··· Bereitgestellte Daten

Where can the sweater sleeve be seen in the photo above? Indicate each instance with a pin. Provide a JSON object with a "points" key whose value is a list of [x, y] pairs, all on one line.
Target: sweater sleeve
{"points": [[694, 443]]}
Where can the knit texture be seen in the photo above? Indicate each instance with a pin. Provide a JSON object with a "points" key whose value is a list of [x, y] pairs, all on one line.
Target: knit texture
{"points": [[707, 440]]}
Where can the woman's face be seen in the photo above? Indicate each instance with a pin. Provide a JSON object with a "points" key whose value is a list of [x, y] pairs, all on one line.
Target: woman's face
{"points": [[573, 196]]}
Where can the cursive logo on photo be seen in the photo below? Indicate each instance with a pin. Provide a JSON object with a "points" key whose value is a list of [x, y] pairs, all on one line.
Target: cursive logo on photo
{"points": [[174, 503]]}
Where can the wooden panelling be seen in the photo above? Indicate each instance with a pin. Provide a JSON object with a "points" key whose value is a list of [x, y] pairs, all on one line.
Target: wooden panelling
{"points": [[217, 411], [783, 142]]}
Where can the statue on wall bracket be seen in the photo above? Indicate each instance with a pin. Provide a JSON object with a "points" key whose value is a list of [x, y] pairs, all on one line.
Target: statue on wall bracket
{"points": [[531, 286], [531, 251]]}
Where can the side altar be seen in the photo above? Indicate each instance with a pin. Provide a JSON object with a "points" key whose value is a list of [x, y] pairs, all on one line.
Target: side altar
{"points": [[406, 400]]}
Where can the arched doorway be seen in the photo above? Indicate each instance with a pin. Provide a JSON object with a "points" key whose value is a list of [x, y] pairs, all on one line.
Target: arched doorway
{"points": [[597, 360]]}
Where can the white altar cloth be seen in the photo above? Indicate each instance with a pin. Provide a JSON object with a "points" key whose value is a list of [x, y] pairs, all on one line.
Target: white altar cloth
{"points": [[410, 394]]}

······

**Aufgabenstellung**
Übertrage die Einträge von der Zeile mit „Where can the wooden“ bis zum Ende der Einträge in eine CSV-Datei mit den Spalten eingabe und ausgabe, eine Zeile pro Eintrag. In eingabe steht jeweils sein Text und in ausgabe seine Antwort, beide in einem Feld in Anführungszeichen und mit Leerzeichen anstelle von Zeilenumbrüchen.

**Antwort zur Aufgabe**
eingabe,ausgabe
"Where can the wooden panelling be seen in the photo above? Indicate each instance with a pin. Provide a JSON object with a ""points"" key whose value is a list of [x, y] pairs, all on one line. Target: wooden panelling","{""points"": [[217, 411], [783, 142]]}"
"Where can the statue on wall bracket be seen in the photo above? Indicate each instance with a pin. Provide a JSON object with a ""points"" key whose value is a list of [x, y] pairs, all on one line. Target: statue on wall bracket","{""points"": [[531, 286], [531, 251]]}"
"Where can the side altar be seen in the photo above? Indicate each instance with a pin. Provide a JSON object with a ""points"" key whose value is a list of [x, y] pairs, all on one line. Target: side altar","{""points"": [[406, 400]]}"
"Where can the arched doorway be seen in the photo above? Indicate each instance with a pin. Provide a JSON object with a ""points"" key whose value is a list of [x, y] pairs, all on one line. Target: arched doorway","{""points"": [[597, 360]]}"
"Where can the white altar cloth be seen in the photo above? Indicate each instance with a pin. Provide a JSON object with a ""points"" key whose value is a list of [x, y] pairs, all on one line. Target: white altar cloth","{""points"": [[410, 394]]}"